Description of the task >> Give back, exactly and with nothing added, the lines that run from the one containing "mark the bush | one pin per instance." to the final line below.

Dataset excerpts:
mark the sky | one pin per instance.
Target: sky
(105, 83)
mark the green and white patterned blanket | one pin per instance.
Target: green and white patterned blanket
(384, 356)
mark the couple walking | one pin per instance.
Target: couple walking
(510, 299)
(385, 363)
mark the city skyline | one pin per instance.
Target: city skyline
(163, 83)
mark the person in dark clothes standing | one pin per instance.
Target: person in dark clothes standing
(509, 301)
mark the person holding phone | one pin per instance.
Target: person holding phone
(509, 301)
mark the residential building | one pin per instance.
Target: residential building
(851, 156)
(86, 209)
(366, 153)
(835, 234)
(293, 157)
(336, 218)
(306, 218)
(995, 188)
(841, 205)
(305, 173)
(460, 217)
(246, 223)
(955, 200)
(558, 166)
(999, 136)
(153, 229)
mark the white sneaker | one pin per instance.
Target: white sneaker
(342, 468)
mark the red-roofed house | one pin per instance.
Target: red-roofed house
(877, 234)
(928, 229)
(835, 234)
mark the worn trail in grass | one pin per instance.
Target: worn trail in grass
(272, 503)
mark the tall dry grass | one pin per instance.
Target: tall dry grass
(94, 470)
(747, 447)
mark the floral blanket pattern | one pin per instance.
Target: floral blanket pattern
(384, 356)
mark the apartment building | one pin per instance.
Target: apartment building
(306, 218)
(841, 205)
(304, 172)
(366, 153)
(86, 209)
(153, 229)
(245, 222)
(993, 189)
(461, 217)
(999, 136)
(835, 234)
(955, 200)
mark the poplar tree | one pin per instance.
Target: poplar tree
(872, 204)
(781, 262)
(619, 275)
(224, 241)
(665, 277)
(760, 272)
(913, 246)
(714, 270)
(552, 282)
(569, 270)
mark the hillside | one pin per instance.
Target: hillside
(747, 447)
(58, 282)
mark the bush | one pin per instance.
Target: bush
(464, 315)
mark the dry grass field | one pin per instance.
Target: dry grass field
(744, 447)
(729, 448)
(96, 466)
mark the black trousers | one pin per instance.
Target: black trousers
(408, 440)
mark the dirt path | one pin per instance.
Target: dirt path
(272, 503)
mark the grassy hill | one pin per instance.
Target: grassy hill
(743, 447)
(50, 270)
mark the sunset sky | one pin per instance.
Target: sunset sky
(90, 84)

Completed exercise >>
mark the bush | one pin per instance.
Target: bush
(464, 315)
mark the dry grass field | one pin per instance.
Target: dry grass field
(744, 447)
(729, 448)
(96, 466)
mark the black trousers | one pin per instance.
Target: black trousers
(408, 440)
mark the dirt path | one pin per instance.
Target: dirt path
(272, 503)
mark the grassy hill | one pin per instance.
Target: grassy hill
(743, 447)
(50, 270)
mark the sunset sky | one pin per instance.
Target: sunset sky
(90, 84)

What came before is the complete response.